Saved entries:
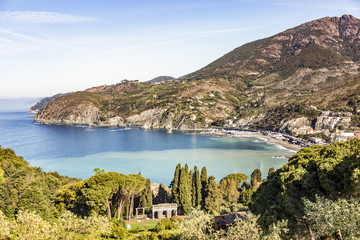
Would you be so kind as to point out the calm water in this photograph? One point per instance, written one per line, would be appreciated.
(75, 151)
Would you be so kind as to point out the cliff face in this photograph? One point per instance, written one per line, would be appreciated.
(269, 83)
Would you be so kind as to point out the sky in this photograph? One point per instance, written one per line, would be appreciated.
(57, 46)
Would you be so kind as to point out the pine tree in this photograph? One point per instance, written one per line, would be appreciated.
(204, 182)
(213, 198)
(197, 187)
(175, 184)
(184, 193)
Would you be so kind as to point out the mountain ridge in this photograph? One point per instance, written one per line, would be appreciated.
(316, 63)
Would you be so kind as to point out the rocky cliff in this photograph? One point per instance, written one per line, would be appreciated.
(267, 84)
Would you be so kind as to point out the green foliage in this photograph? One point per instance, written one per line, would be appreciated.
(331, 171)
(197, 225)
(238, 177)
(175, 184)
(204, 182)
(184, 191)
(118, 229)
(328, 218)
(198, 187)
(213, 198)
(165, 224)
(255, 178)
(229, 190)
(25, 187)
(271, 171)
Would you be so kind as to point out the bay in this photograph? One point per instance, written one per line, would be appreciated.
(76, 150)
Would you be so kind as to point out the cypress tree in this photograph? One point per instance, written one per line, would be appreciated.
(193, 188)
(197, 187)
(255, 178)
(271, 171)
(184, 193)
(213, 198)
(204, 181)
(175, 184)
(146, 197)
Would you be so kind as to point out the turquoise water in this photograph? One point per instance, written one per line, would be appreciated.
(75, 151)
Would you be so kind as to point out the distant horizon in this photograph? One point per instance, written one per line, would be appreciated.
(51, 47)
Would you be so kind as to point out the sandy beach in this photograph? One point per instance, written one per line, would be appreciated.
(269, 139)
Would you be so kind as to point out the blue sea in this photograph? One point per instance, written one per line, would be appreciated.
(77, 150)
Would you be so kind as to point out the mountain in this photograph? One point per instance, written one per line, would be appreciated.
(277, 83)
(38, 106)
(160, 79)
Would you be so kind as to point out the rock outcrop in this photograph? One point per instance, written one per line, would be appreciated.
(314, 64)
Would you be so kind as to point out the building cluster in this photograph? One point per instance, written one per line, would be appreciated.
(333, 124)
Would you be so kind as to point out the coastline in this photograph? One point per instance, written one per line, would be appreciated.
(292, 147)
(285, 144)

◆ Problem to work on ◆
Rewrite as a numbered list the lines from the one containing "Would you be so kind as to point out the building" through the end of the items, skipping any blank lines.

◆ Response for this exercise ◆
1. Would you be so kind as to point out the building cluster in this photograph? One point per instance, written one per line, would be appreciated.
2. (333, 124)
3. Would you be so kind as to point out the coastline in this photograph? One point per instance, written one per line, would be appreciated.
4. (292, 147)
5. (285, 144)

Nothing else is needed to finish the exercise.